- Teks yang disediakan -

· · · · ·

Habib Ustman bin Yahya Mufti Betawi. Foto: istimewa. |
Oleh KH. Ali Badri Masyhuri
Esai ini adalah sambungan dari esai kelima berjudul: Sejarah Majelis Dzurriyat Walisongo Diserang Habaib.
dutaislam.or.id - Tibalah waktu yang saya tunggu-tunggu itu. Saya dipertemukan dengan Habib Abdullah Maulakhelah yang mewakili RA (Rabithah Alawiyah). Beliau juga pengurus pusat di Ah-Shofwah. Kalau tidak salah ketika itu beliau juga pimpinan redaksi majalah Mafahim yang diterbitkan oleh Ash-Shofwah. Di gelanggang diskusi itu, telah siap Kiai Ihya' sebagai pengamat dan Kiai Lutfi sebagai moderator.
Habib Abdullah Maulakhelah adalah seorang habib yang ramah dan cerdas, entah tahun berapa beliau mondok di Abuya Sayyid Muhammad Al-Maliki, yang jelas beliau adalah senior saya, yakni mondok di Makkah sebelum saya (1995). Diskusi pun berjalan dengan baik dan tidak terlalu tegang. Bahkan tidak ada perdebatan karena beliau tidak menyanggah apapun yang saya sampaikan. Saya ceritakan dialog kami dengan singkat saja.
Pertama, Habib Abdullah menyampaikan keluhan habaib yang menganggap saya telah membuat keributan dengan membuat lembaga dan mengesahkan nasab keturunan Walisongo. Saya pun menjelaskan kronologi seperti yang saya ceritakan di awal, bahwa saya sudah mencoba untuk menghubungi RA namun ada yang menjegal.
Baca: Gus Fuad Pleret Salah Karena Komentarnya Bernada Marah
Yang menjegal itu adalah sorang habib terkenal, sehingga saya pun berpikir bahwa yang alim saja sikapnya seperti itu, apalagi pengurus RA saat itu yang menurut saya bukanlah ulama'. Saya meminta agar Habib Abdullah memaklumi saya, yang kemudian merasa pesimis untuk melanjutkan.

· · · · ·

- Daftar materi -
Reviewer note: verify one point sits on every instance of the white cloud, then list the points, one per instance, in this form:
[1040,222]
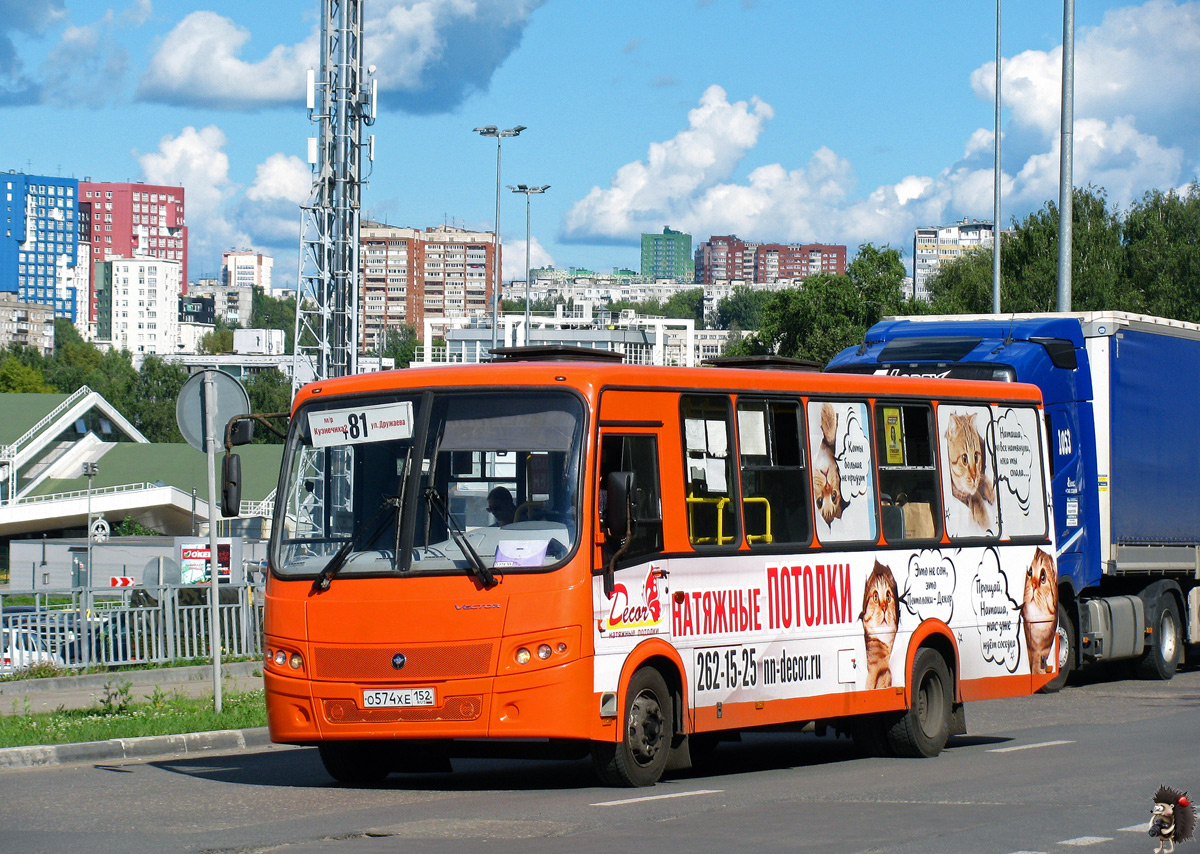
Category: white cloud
[198,62]
[1135,128]
[513,258]
[429,56]
[649,193]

· · · · ·

- Instruksi 1 -
Ketik ulang bagian teks yang disediakan mulai dari "Pertama, Habib Abdullah" sampai dengan "ada yang menjegal." tanpa mengubah satu huruf pun.
- Instruksi 2 -
Menurut teks yang disediakan, siapa yang bertindak sebagai moderator dalam diskusi itu?
- Instruksi 3 -
Sebutkan semua kedudukan Habib Abdullah Maulakhelah dalam lembaga atau organisasi yang disebutkan dalam teks yang disediakan.
Gunakan teks yang disediakan sebagai satu-satunya sumber.

- Jawaban lengkap 1 -
Pertama, Habib Abdullah menyampaikan keluhan habaib yang menganggap saya telah membuat keributan dengan membuat lembaga dan mengesahkan nasab keturunan Walisongo. Saya pun menjelaskan kronologi seperti yang saya ceritakan di awal, bahwa saya sudah mencoba untuk menghubungi RA namun ada yang menjegal.

- Jawaban lengkap 2 -
Kiai Lutfi bertindak sebagai moderator.

- Jawaban lengkap 3 -
- Wakil Rabithah Alawiyah (RA) dalam diskusi
- Pengurus pusat di Ash-Shofwah
- Pemimpin redaksi majalah Mafahim terbitan Ash-Shofwah (penulis menyebutnya dengan ungkapan "kalau tidak salah")